Images are to be left out when the records below are printed word for word.

(Stored data entries)

____

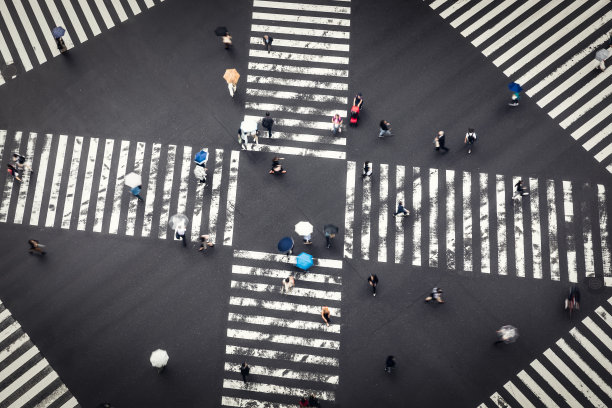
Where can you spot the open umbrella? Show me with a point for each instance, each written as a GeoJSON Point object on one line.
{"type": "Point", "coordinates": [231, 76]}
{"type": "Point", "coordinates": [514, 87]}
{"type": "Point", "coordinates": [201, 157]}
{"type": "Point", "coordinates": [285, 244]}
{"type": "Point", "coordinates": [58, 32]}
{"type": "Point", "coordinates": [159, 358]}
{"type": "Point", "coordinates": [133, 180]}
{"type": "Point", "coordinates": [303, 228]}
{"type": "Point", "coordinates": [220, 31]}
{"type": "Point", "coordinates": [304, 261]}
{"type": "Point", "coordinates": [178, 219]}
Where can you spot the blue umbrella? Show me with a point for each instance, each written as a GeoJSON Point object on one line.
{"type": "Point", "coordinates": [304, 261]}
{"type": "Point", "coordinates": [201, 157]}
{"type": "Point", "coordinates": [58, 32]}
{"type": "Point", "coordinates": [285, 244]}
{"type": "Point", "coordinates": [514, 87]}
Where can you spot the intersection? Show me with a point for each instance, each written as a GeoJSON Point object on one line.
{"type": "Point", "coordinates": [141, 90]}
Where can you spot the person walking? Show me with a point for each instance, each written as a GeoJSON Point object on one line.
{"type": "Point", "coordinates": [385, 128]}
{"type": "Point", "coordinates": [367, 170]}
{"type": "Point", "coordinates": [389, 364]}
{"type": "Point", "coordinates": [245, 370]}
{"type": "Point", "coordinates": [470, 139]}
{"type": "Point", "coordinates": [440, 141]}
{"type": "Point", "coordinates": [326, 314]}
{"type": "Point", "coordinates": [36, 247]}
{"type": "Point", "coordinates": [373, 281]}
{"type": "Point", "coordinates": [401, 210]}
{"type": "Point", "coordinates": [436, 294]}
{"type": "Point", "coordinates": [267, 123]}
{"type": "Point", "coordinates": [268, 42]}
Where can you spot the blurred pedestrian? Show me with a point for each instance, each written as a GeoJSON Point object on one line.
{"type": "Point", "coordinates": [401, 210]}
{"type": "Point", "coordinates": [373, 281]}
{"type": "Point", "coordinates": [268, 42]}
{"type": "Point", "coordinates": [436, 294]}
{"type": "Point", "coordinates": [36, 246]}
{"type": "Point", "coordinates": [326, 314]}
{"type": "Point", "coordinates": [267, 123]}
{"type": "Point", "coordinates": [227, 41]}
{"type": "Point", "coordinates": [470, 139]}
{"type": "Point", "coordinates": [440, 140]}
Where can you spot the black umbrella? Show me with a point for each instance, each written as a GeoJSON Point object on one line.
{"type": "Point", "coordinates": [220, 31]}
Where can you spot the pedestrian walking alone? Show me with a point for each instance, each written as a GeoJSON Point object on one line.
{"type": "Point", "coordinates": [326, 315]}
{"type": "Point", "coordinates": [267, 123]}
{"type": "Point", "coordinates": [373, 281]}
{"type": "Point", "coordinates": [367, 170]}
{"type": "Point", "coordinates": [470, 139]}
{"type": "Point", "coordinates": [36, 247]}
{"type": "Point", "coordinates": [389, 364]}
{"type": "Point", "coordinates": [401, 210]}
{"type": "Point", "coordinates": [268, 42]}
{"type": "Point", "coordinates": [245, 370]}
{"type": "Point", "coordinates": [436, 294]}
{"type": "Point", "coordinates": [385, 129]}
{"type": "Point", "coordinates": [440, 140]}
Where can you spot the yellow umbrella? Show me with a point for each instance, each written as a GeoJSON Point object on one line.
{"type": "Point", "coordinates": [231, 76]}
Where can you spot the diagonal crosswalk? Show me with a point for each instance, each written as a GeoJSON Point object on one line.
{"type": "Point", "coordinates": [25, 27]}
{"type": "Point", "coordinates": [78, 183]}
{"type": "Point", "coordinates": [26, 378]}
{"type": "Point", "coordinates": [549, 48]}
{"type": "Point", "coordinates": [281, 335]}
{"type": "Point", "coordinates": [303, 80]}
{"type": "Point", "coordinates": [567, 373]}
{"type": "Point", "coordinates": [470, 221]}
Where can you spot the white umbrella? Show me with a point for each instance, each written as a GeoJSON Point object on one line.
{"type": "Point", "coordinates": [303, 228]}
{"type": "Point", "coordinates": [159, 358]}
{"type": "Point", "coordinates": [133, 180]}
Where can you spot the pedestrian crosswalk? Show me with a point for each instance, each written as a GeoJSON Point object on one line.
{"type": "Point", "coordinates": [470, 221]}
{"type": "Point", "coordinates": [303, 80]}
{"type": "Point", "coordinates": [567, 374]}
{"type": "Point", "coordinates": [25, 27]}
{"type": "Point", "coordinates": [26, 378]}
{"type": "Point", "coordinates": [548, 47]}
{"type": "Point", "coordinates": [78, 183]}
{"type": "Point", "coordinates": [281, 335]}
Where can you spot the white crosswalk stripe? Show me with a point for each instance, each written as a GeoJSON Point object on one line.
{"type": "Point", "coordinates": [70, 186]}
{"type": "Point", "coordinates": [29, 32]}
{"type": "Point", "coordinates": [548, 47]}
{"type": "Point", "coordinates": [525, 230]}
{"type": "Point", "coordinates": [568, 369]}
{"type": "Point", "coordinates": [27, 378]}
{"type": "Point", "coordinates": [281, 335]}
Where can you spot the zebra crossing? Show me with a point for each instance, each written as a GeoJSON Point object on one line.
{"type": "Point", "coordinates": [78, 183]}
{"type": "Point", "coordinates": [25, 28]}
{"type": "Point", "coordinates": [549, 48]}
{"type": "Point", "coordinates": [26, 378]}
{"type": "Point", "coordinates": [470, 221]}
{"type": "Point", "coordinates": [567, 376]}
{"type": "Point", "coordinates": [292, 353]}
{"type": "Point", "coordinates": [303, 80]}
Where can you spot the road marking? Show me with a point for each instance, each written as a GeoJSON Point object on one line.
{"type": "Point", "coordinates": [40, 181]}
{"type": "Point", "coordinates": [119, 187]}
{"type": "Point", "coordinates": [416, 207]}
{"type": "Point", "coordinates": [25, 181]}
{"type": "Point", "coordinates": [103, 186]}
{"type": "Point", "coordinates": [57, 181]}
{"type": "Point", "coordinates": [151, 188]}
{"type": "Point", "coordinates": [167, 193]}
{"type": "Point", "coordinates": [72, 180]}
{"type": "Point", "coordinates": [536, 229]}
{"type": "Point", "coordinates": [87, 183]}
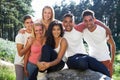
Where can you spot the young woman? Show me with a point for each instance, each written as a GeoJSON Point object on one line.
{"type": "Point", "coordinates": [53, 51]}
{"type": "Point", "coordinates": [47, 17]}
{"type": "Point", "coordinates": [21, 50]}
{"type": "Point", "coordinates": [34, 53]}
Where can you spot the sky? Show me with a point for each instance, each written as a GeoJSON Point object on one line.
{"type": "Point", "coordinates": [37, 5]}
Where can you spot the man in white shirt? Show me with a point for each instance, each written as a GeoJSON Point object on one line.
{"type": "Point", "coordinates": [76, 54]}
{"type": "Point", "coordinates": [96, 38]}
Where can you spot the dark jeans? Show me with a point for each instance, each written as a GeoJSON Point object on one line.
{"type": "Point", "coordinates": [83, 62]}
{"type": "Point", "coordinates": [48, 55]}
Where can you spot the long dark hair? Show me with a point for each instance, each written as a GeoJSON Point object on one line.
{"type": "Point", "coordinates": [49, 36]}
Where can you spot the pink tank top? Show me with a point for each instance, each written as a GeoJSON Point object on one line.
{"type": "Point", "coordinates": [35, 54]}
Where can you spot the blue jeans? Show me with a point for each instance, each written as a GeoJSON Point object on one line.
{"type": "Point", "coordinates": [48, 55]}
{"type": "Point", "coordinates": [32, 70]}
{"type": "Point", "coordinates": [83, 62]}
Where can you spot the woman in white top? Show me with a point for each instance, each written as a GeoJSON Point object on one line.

____

• OUTPUT BELOW
Where can you spot the open umbrella? Show me with a point for each instance, each written as a GeoJSON Point object on one line.
{"type": "Point", "coordinates": [231, 76]}
{"type": "Point", "coordinates": [514, 87]}
{"type": "Point", "coordinates": [201, 157]}
{"type": "Point", "coordinates": [285, 244]}
{"type": "Point", "coordinates": [58, 32]}
{"type": "Point", "coordinates": [159, 358]}
{"type": "Point", "coordinates": [133, 180]}
{"type": "Point", "coordinates": [303, 228]}
{"type": "Point", "coordinates": [220, 31]}
{"type": "Point", "coordinates": [304, 261]}
{"type": "Point", "coordinates": [178, 219]}
Where can you spot the blue umbrella? Show me with a point for each instance, each written as a GeoJSON Point object on one line.
{"type": "Point", "coordinates": [304, 261]}
{"type": "Point", "coordinates": [201, 157]}
{"type": "Point", "coordinates": [58, 32]}
{"type": "Point", "coordinates": [285, 244]}
{"type": "Point", "coordinates": [514, 87]}
Where can you spot the intersection? Show me with a point for each instance, each written as a GeoJSON Point object on one line.
{"type": "Point", "coordinates": [141, 90]}
Where can you spot the person walking? Show me with a point for each instance, each written as a GeoJSON Point object on one line.
{"type": "Point", "coordinates": [385, 128]}
{"type": "Point", "coordinates": [367, 170]}
{"type": "Point", "coordinates": [389, 364]}
{"type": "Point", "coordinates": [245, 370]}
{"type": "Point", "coordinates": [470, 139]}
{"type": "Point", "coordinates": [440, 141]}
{"type": "Point", "coordinates": [326, 314]}
{"type": "Point", "coordinates": [36, 247]}
{"type": "Point", "coordinates": [373, 281]}
{"type": "Point", "coordinates": [401, 210]}
{"type": "Point", "coordinates": [436, 294]}
{"type": "Point", "coordinates": [267, 123]}
{"type": "Point", "coordinates": [268, 42]}
Where can you spot the blurred pedestrian? Show me with a point for each instance, each written as a GeoJSON Point object on one line.
{"type": "Point", "coordinates": [401, 210]}
{"type": "Point", "coordinates": [373, 281]}
{"type": "Point", "coordinates": [268, 42]}
{"type": "Point", "coordinates": [436, 294]}
{"type": "Point", "coordinates": [36, 246]}
{"type": "Point", "coordinates": [326, 314]}
{"type": "Point", "coordinates": [267, 123]}
{"type": "Point", "coordinates": [227, 41]}
{"type": "Point", "coordinates": [470, 139]}
{"type": "Point", "coordinates": [440, 140]}
Where can you spot the black umbrella? Show me with a point for each instance, each written as a GeoJSON Point object on one line.
{"type": "Point", "coordinates": [220, 31]}
Where can you spot the pedestrian walking alone? Show me with a point for each instance, each written as a GeoJSON Point object on one line.
{"type": "Point", "coordinates": [326, 315]}
{"type": "Point", "coordinates": [267, 123]}
{"type": "Point", "coordinates": [373, 281]}
{"type": "Point", "coordinates": [367, 170]}
{"type": "Point", "coordinates": [470, 139]}
{"type": "Point", "coordinates": [36, 247]}
{"type": "Point", "coordinates": [389, 364]}
{"type": "Point", "coordinates": [401, 210]}
{"type": "Point", "coordinates": [268, 42]}
{"type": "Point", "coordinates": [245, 370]}
{"type": "Point", "coordinates": [436, 294]}
{"type": "Point", "coordinates": [385, 129]}
{"type": "Point", "coordinates": [440, 140]}
Where can you spot the yellow umbrella? Show me with a point for each instance, each written as a GeoJSON Point object on one line.
{"type": "Point", "coordinates": [231, 76]}
Where can you spot the diagonal crosswalk? Show me with a point for each instance, each written as a GeoJSON Point object on one line.
{"type": "Point", "coordinates": [25, 27]}
{"type": "Point", "coordinates": [78, 183]}
{"type": "Point", "coordinates": [26, 378]}
{"type": "Point", "coordinates": [549, 48]}
{"type": "Point", "coordinates": [281, 335]}
{"type": "Point", "coordinates": [303, 80]}
{"type": "Point", "coordinates": [567, 373]}
{"type": "Point", "coordinates": [470, 221]}
Where can you spot the white umbrella? Show me with a point for each instance, each written as a GeoJSON Point object on one line.
{"type": "Point", "coordinates": [303, 228]}
{"type": "Point", "coordinates": [159, 358]}
{"type": "Point", "coordinates": [133, 180]}
Where can you spot the pedestrian crosswalk? Show me with a point for each instance, each written as a GeoJSON Point object on one line.
{"type": "Point", "coordinates": [470, 221]}
{"type": "Point", "coordinates": [303, 80]}
{"type": "Point", "coordinates": [567, 374]}
{"type": "Point", "coordinates": [25, 27]}
{"type": "Point", "coordinates": [26, 378]}
{"type": "Point", "coordinates": [548, 47]}
{"type": "Point", "coordinates": [78, 183]}
{"type": "Point", "coordinates": [281, 335]}
Where can you spot the white crosswalk stripe? Show me with a point for each instance, each written as a GeoJSON Point object on one line.
{"type": "Point", "coordinates": [70, 186]}
{"type": "Point", "coordinates": [29, 32]}
{"type": "Point", "coordinates": [548, 47]}
{"type": "Point", "coordinates": [525, 230]}
{"type": "Point", "coordinates": [568, 369]}
{"type": "Point", "coordinates": [27, 378]}
{"type": "Point", "coordinates": [281, 335]}
Where can you spot the zebra crossing? Show me with a point for each instance, each written as a GeoJSON Point object on one line.
{"type": "Point", "coordinates": [78, 183]}
{"type": "Point", "coordinates": [25, 28]}
{"type": "Point", "coordinates": [549, 48]}
{"type": "Point", "coordinates": [26, 378]}
{"type": "Point", "coordinates": [470, 221]}
{"type": "Point", "coordinates": [567, 376]}
{"type": "Point", "coordinates": [292, 353]}
{"type": "Point", "coordinates": [303, 80]}
Where can you spot the road marking? Show me with a point for each instance, each written as a GeoJSON Point object on one line.
{"type": "Point", "coordinates": [40, 181]}
{"type": "Point", "coordinates": [119, 187]}
{"type": "Point", "coordinates": [416, 207]}
{"type": "Point", "coordinates": [25, 181]}
{"type": "Point", "coordinates": [103, 186]}
{"type": "Point", "coordinates": [57, 181]}
{"type": "Point", "coordinates": [151, 188]}
{"type": "Point", "coordinates": [167, 193]}
{"type": "Point", "coordinates": [72, 180]}
{"type": "Point", "coordinates": [536, 229]}
{"type": "Point", "coordinates": [87, 183]}
Where can you spot the young woman? Show me with a point for each instance, each written as a GeoJSON Point object on one line.
{"type": "Point", "coordinates": [53, 51]}
{"type": "Point", "coordinates": [47, 17]}
{"type": "Point", "coordinates": [21, 50]}
{"type": "Point", "coordinates": [34, 53]}
Where can you spot the sky? Show me with a point for each instance, each written as a GeoJSON Point object on one line.
{"type": "Point", "coordinates": [37, 5]}
Where can you spot the man in white shirt? Show me with a point for each instance, each written as a GeoJSON Point object on one line.
{"type": "Point", "coordinates": [76, 54]}
{"type": "Point", "coordinates": [96, 38]}
Where can you spot the dark jeans? Show me with a point for each instance, each written as a GeoJSON Point object on one line.
{"type": "Point", "coordinates": [83, 62]}
{"type": "Point", "coordinates": [48, 55]}
Where can you spot the long dark hair? Show me with a point for each instance, each written as a GeoJSON Point object on one line.
{"type": "Point", "coordinates": [49, 36]}
Where can you spot the pink tank top? Show me with a point for each instance, each written as a GeoJSON Point object on one line.
{"type": "Point", "coordinates": [35, 54]}
Where can you spot the blue jeans? Show me with a point for each instance, each written as a GeoJSON Point object on one line.
{"type": "Point", "coordinates": [48, 55]}
{"type": "Point", "coordinates": [32, 70]}
{"type": "Point", "coordinates": [83, 62]}
Where can you spot the woman in white top? Show me with a point for each instance, each written as a GeoJSON Point object on one line.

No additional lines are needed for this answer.